Exercise objective: Edit the entries below by putting "Outline" in place of every "Circle", keeping everything else the same. Leave the pictures out of your version.

Record list:
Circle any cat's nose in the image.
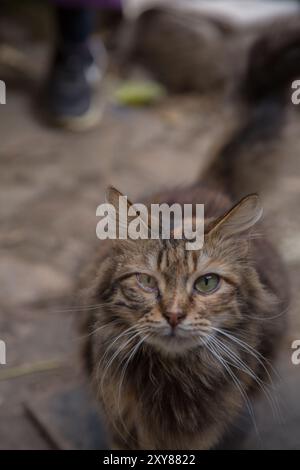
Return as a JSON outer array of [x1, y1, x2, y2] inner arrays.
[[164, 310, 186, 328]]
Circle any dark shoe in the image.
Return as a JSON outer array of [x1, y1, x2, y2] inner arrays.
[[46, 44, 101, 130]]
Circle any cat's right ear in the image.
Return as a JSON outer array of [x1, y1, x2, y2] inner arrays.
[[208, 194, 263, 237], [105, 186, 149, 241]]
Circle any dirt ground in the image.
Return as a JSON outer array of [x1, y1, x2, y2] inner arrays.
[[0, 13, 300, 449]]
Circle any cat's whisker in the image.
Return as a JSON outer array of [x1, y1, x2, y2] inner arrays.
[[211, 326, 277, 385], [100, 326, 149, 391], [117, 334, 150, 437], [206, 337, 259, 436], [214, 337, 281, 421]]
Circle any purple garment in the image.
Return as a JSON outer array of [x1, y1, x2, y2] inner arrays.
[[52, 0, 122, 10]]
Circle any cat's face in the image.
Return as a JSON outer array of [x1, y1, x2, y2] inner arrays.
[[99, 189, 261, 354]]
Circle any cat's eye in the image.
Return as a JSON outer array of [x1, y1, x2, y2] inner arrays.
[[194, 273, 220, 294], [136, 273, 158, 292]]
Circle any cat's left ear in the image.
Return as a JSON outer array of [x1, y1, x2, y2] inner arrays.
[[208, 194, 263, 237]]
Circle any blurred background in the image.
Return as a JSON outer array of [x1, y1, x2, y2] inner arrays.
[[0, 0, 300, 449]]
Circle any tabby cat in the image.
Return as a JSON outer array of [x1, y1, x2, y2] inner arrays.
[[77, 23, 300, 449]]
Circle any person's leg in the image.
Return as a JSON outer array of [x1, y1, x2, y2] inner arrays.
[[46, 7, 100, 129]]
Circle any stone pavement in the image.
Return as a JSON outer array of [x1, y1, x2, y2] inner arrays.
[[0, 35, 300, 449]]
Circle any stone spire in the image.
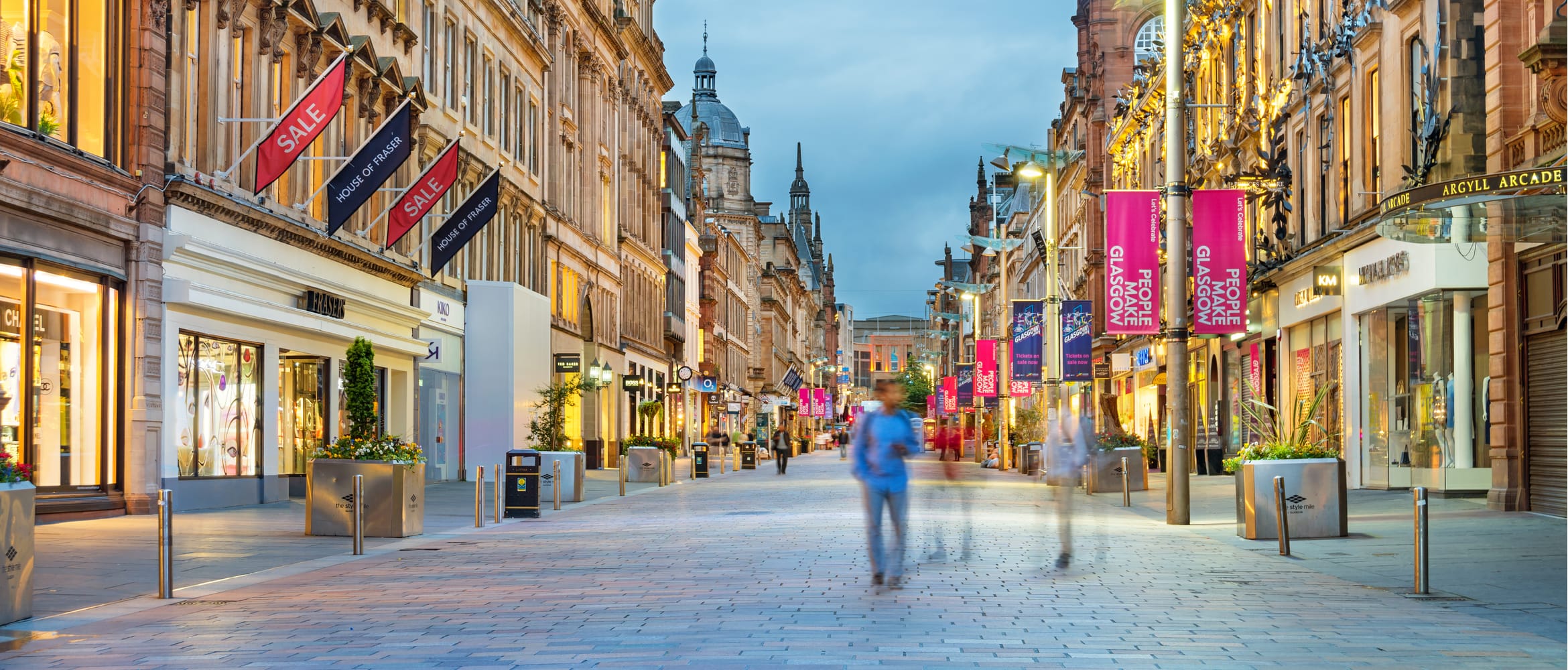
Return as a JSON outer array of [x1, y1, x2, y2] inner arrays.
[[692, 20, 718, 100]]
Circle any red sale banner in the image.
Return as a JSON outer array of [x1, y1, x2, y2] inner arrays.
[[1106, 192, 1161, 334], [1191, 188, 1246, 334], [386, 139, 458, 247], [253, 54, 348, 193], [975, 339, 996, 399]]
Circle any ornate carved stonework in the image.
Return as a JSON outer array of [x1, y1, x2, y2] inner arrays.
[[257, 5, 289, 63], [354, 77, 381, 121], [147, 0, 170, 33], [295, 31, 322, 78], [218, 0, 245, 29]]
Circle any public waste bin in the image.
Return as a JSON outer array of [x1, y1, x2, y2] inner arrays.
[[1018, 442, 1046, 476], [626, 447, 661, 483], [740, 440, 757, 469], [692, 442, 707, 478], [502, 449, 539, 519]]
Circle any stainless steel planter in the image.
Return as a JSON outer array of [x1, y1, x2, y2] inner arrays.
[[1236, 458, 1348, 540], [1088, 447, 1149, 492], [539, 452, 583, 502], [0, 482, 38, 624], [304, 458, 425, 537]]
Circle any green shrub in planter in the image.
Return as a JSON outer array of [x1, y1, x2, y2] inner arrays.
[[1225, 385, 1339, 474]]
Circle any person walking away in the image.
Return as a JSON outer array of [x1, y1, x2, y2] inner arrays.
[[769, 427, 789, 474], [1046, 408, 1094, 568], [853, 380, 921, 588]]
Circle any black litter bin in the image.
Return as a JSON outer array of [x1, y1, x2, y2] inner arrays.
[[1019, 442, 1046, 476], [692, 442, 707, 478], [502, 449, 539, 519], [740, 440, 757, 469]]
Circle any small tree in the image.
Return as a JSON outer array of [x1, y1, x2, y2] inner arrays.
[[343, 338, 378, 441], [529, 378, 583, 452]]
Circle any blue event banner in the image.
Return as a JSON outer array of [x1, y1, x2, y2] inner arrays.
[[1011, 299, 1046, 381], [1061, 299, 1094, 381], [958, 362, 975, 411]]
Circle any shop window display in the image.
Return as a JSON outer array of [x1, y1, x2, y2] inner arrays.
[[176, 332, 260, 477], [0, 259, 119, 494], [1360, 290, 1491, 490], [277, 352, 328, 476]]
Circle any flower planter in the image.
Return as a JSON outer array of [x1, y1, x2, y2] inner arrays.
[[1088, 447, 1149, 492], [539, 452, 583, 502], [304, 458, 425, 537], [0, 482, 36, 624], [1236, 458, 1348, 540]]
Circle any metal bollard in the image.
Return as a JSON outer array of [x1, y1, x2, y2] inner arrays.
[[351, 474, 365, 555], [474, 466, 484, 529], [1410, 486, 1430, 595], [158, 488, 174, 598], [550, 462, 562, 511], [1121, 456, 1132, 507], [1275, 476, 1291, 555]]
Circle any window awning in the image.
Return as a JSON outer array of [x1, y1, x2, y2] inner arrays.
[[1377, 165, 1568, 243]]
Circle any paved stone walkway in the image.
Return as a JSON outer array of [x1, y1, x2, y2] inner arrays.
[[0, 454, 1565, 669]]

Written solution:
Outline any cat's nose in the image.
Return as a JSON outer array of [x1, y1, x2, y2] inner arrays.
[[164, 310, 186, 328]]
Outline any dark shoe in the image.
Return as a JSON outer array of [x1, y1, x2, y2] inner arrays.
[[46, 44, 101, 130]]
Outline any cat's right ear in the image.
Return as a JSON outer array of [x1, y1, x2, y2] inner arrays.
[[208, 194, 263, 237], [105, 186, 149, 241]]
Outline any dirt ground in the image.
Return as a JSON outer array of [x1, y1, x2, y2] inner arrays.
[[0, 13, 300, 449]]
Outline any cat's whisker in the image.
Return as a JSON outer array of [x1, y1, x2, y2] inner arrays.
[[211, 326, 277, 385], [100, 326, 149, 391], [117, 334, 150, 437], [206, 337, 259, 436], [214, 337, 281, 421]]
Outline any purple garment in the image.
Return as a JSON outer array of [x1, y1, x2, y2] inner arrays.
[[52, 0, 122, 10]]
Outline any cat's face in the image.
Return as a JSON outer array of [x1, y1, x2, y2] inner arrays.
[[99, 189, 261, 354]]
Outline any cat's eye in the image.
Return as a JSON outer array of [x1, y1, x2, y2] inner arrays.
[[194, 273, 220, 294], [136, 273, 158, 292]]
Outline any cat's left ear in the image.
Return as a JSON outer array of [x1, y1, x2, y2] inner arrays.
[[208, 194, 263, 237]]
Outline any blurred background in the image.
Return as a JSON outer array of [x1, y1, x2, y2] inner arrays.
[[0, 0, 300, 449]]
Outline any tabby cat in the image.
Return as a JSON outer array of [x1, y1, x2, y2] inner arrays.
[[77, 23, 300, 449]]
Outline any person's leg in the image.
Return as a JSON outer array of [x1, y1, x2, y2] inner arrays.
[[46, 7, 100, 129]]
Outline any stone pavement in the image.
Return as a JSON outer array of [x1, y1, x2, y2] inner arrays.
[[0, 35, 300, 449]]
Outline any stone spire in the image.
Return as a JSON outer array of [x1, y1, x2, y2] inner arrays.
[[692, 20, 718, 100]]
Outline any red sale banner in the image.
Return as a JSON outer array of [x1, y1, x2, y2] inner arrays.
[[1106, 192, 1161, 334], [1191, 188, 1246, 334], [386, 139, 458, 247], [253, 54, 348, 193], [975, 339, 996, 399]]
Outline any ornate carved stonework in the image.
Return as a JSON outer array of [x1, y1, x2, y2] inner arrays.
[[257, 5, 289, 63], [354, 77, 381, 121], [147, 0, 170, 33], [295, 31, 322, 78], [218, 0, 245, 29]]
Outline any public waste bin in the image.
Return as a JSON outer array of [x1, y1, x2, y2] inner arrays.
[[1018, 442, 1046, 476], [626, 447, 661, 483], [740, 440, 757, 469], [692, 442, 707, 478], [502, 449, 539, 519]]
Outline any stainless steel planter in the image.
Return as a JSON outer array of [x1, y1, x2, y2] inner arrays.
[[1236, 458, 1348, 540], [1088, 447, 1149, 492], [539, 452, 583, 502], [0, 482, 38, 624], [304, 458, 425, 537]]
Outline any green shrub in planter in the image.
Return as a JSON outer array of [x1, y1, x2, y2] inner arrays.
[[1225, 385, 1339, 474]]
Outline any person walking away in the image.
Return as a JSON outer array of [x1, y1, x2, y2] inner arrays.
[[769, 427, 789, 474], [1046, 408, 1094, 568], [853, 380, 921, 588]]
Outline any black litter bin in the image.
Return as a JSON outer array of [x1, y1, x2, y2] inner arrays.
[[1019, 442, 1046, 476], [692, 442, 707, 478], [502, 449, 539, 519], [740, 440, 757, 469]]
Outline any small tree in the image.
Return as a JSON outer array of [x1, y1, x2, y2] inner arrays.
[[343, 338, 378, 441], [529, 378, 583, 452]]
Outline any blue event banner in the image.
Return as a JSON outer array of [x1, y1, x2, y2] inner arrays.
[[1011, 299, 1046, 381], [1061, 299, 1094, 381], [958, 362, 975, 411]]
Outline any shop window display in the image.
Return as a JSON outer array of [x1, y1, x2, y2] inner arrays.
[[176, 332, 260, 477], [0, 259, 119, 494], [1360, 290, 1491, 490], [277, 352, 328, 476]]
Outline any flower planter in the image.
Return as a JSON outer array of [x1, y1, x2, y2] inner arrays.
[[1088, 447, 1149, 492], [539, 452, 583, 502], [304, 458, 425, 537], [0, 482, 36, 624], [1236, 458, 1348, 540]]
Outline any metal bollard in the image.
Return as a JSON outer array of [x1, y1, x2, y2] inner arrays.
[[351, 474, 365, 555], [474, 466, 484, 529], [1410, 486, 1430, 595], [158, 488, 174, 598], [550, 462, 562, 511], [1121, 456, 1132, 507], [1275, 476, 1291, 555]]
Outline any window awning in the image.
Return as a JSON outer array of [x1, y1, x2, y2] inner arrays.
[[1377, 165, 1568, 243]]
Outline any paved stone walkway in the image.
Return as a JSON outer array of [x1, y1, x2, y2] inner arrays.
[[0, 454, 1565, 669]]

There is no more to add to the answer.